# Directive 1:
In the article on Italy's invasion of Greece, within how many days was Mussolini said to expect his troops to reach Athens?
# Directive 2:
Say whether each statement agrees with the article on Italy's invasion of Greece, answering yes or no and quoting the deciding words: (a) Koritza was one of the chief Italian supply bases in Albania. (b) After a fortnight, the Italians had sighted the rooftops of Janina. (c) The defeat of the Alpini was the outstanding event.
## Start Given text
Lobby for Cyprus is a non-party-political human rights organisation campaigning for a reunited Cyprus.
Print this page Print Bookmark and Share
Media Watch 1940-1998

22 November 1940
Source: The War Illustrated
Author:
Comment: The following article appeared in The War Illustrated of London on 11 November 1940.
Mussolini's Men Checked in the Mountain Battle


The article details the heroic struggle by Greece against the fascist forces of Mussolini. To this day, the debt Europe and the rest of the world owes Greece for its sacrifices in World War Two is more than often ignored by many governments and Western press and media.

"Mussolini's Men Checked in the Mountain Battle

After a fortnight of war the Italians had made an inglorious showing in their invasion of Greek territory. The outstanding event was the defeat of the Alpini, described below, while the occupation of Crete made Italy's position even more vulnerable than heretofore. But the main Italian effort is yet to come.

SHORTLY before he launched his attack on Greece Mussolini is stated to have expressed his confidence that the Italian troops would be in Athens within 12 days. A fortnight after the offensive opened, however, the Italians had still a long way to go; so far from having reached Athens, they had not yet sighted the rooftops of Janina. Moreover, in one section of the front the invaders had been driven back, and Koritza - one of the chief Italian supply bases in Albania - was threatened by Greek detachments which had succeeded in carrying at the point of the bayonet the heights which dominate the town. Then on November 11 came the news of another reverse to the Italian arms, one even more spectacular and unexpected.
## End Given text
## Start Listed entries
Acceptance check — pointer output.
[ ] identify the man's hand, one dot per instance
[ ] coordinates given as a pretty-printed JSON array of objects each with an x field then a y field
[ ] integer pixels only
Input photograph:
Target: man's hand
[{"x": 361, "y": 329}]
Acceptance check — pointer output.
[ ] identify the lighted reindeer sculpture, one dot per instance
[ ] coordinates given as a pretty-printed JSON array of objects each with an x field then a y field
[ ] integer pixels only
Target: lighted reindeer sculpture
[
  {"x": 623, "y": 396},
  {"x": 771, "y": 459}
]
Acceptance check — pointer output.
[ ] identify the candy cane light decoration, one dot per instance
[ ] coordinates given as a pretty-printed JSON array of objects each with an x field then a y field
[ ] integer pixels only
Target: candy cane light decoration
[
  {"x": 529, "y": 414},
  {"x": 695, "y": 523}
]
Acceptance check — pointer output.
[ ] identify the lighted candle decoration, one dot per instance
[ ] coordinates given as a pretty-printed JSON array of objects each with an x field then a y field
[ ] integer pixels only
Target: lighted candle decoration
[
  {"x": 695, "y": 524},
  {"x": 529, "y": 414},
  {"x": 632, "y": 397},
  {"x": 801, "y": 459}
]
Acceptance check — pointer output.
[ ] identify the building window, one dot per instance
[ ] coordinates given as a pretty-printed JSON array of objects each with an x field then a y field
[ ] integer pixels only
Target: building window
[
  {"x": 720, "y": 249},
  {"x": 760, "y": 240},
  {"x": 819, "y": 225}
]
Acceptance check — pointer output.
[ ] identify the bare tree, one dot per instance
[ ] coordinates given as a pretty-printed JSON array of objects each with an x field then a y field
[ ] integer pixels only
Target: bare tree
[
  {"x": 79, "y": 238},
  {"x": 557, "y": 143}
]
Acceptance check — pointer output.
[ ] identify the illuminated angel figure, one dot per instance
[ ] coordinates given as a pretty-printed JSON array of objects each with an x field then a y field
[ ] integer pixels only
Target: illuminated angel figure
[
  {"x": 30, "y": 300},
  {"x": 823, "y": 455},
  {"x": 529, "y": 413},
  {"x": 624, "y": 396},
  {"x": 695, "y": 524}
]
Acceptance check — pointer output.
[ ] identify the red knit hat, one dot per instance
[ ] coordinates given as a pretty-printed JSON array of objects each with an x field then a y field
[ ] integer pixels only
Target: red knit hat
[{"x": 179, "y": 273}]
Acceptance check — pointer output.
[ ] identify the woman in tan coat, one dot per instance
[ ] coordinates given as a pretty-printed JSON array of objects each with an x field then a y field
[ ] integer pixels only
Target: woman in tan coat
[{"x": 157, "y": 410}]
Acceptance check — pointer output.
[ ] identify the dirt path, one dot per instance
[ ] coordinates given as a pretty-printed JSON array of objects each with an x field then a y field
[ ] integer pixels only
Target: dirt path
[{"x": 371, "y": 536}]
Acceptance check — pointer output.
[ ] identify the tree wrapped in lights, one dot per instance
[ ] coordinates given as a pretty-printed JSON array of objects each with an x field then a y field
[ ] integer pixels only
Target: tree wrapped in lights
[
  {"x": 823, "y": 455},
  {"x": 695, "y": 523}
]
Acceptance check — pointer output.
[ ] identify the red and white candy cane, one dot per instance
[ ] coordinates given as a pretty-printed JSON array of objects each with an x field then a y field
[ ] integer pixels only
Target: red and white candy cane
## End Listed entries
# Full solution 1:
Within 12 days.

# Full solution 2:
(a) Yes: "Koritza - one of the chief Italian supply bases in Albania"
(b) No: "they had not yet sighted the rooftops of Janina"
(c) Yes: "The outstanding event was the defeat of the Alpini"